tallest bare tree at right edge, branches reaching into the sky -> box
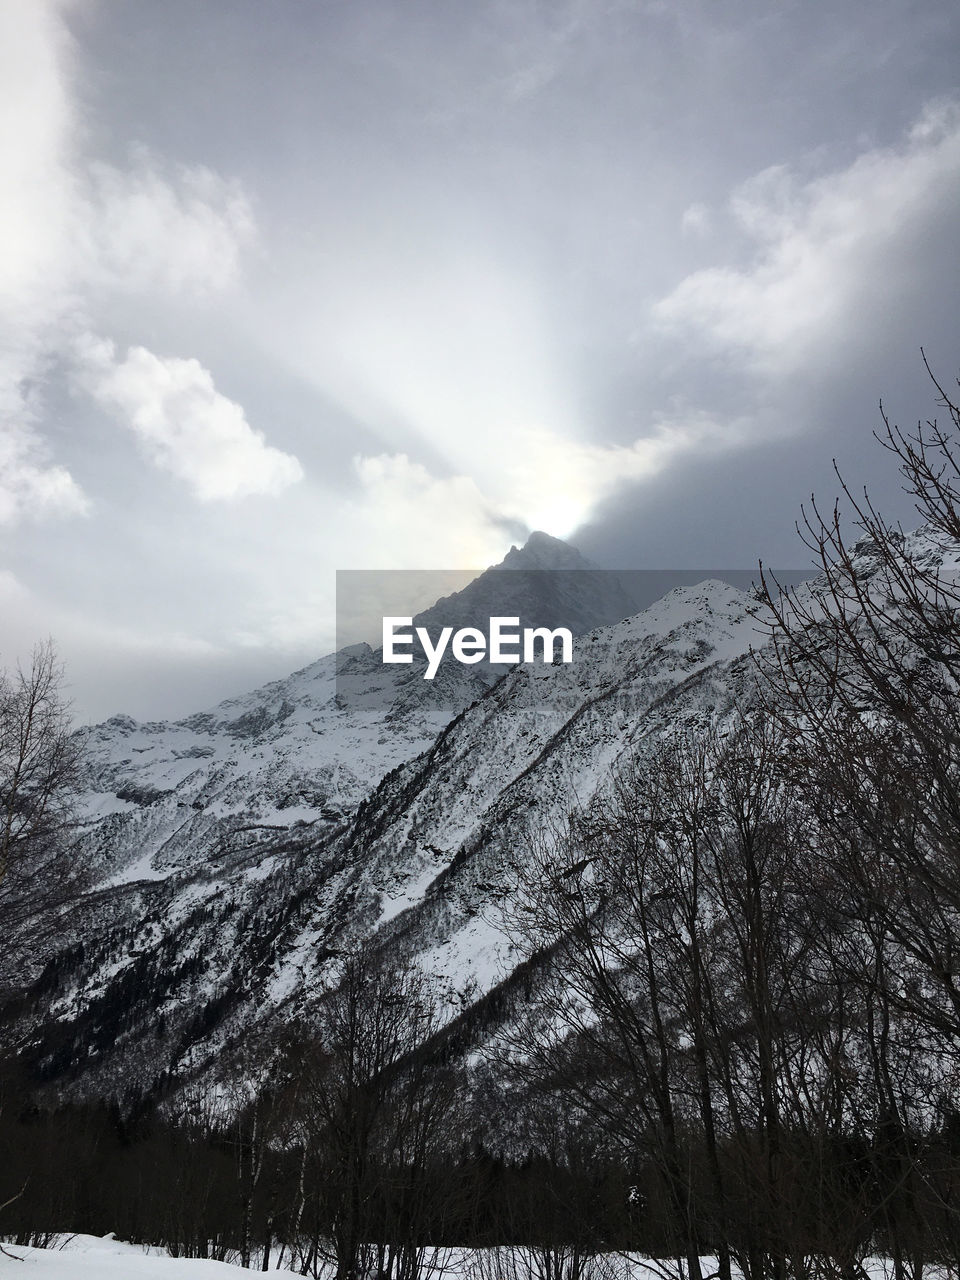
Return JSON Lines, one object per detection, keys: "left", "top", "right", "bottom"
{"left": 760, "top": 358, "right": 960, "bottom": 1277}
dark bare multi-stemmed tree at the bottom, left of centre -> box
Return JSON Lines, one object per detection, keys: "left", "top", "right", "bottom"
{"left": 291, "top": 943, "right": 456, "bottom": 1280}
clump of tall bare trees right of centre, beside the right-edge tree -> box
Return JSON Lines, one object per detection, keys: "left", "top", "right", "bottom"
{"left": 507, "top": 713, "right": 890, "bottom": 1280}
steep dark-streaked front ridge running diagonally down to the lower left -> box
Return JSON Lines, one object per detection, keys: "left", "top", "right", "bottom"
{"left": 24, "top": 570, "right": 758, "bottom": 1097}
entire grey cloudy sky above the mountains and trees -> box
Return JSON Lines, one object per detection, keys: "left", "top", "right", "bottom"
{"left": 0, "top": 0, "right": 960, "bottom": 718}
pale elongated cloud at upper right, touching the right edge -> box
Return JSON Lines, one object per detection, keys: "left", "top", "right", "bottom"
{"left": 653, "top": 102, "right": 960, "bottom": 372}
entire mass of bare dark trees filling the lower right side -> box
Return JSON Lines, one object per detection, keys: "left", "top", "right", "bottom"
{"left": 499, "top": 360, "right": 960, "bottom": 1280}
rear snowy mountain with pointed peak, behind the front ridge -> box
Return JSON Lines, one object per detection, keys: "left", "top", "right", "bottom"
{"left": 71, "top": 532, "right": 631, "bottom": 886}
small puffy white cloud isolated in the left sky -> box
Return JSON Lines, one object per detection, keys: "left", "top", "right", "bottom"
{"left": 77, "top": 337, "right": 303, "bottom": 502}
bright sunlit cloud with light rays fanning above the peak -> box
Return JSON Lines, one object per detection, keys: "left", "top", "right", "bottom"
{"left": 278, "top": 250, "right": 732, "bottom": 540}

# # # # #

Exercise aim
Print exactly the lines from the first line of the records above through the line containing "entire mass of", leaving out the pictures.

The completed task
tallest bare tree at right edge, branches reaching into the sky -> box
Return JSON Lines, one object per detection, keys: "left", "top", "right", "bottom"
{"left": 760, "top": 358, "right": 960, "bottom": 1277}
dark bare multi-stemmed tree at the bottom, left of centre -> box
Return JSON Lines, one object per detection, keys: "left", "top", "right", "bottom"
{"left": 291, "top": 943, "right": 456, "bottom": 1280}
clump of tall bare trees right of centre, beside the right-edge tree -> box
Return JSON Lines, one object per detection, keys: "left", "top", "right", "bottom"
{"left": 507, "top": 713, "right": 890, "bottom": 1280}
steep dark-streaked front ridge running diagonally down to the lower left -> box
Return JSON Lines, one object per detection, keys: "left", "top", "right", "bottom"
{"left": 24, "top": 570, "right": 758, "bottom": 1097}
entire grey cloudy sky above the mountains and trees -> box
Return JSON Lines, one object per detection, keys: "left", "top", "right", "bottom"
{"left": 0, "top": 0, "right": 960, "bottom": 718}
pale elongated cloud at upper right, touching the right edge -> box
Return JSON Lines, one object per detection, keys: "left", "top", "right", "bottom"
{"left": 653, "top": 102, "right": 960, "bottom": 372}
entire mass of bare dark trees filling the lower right side -> box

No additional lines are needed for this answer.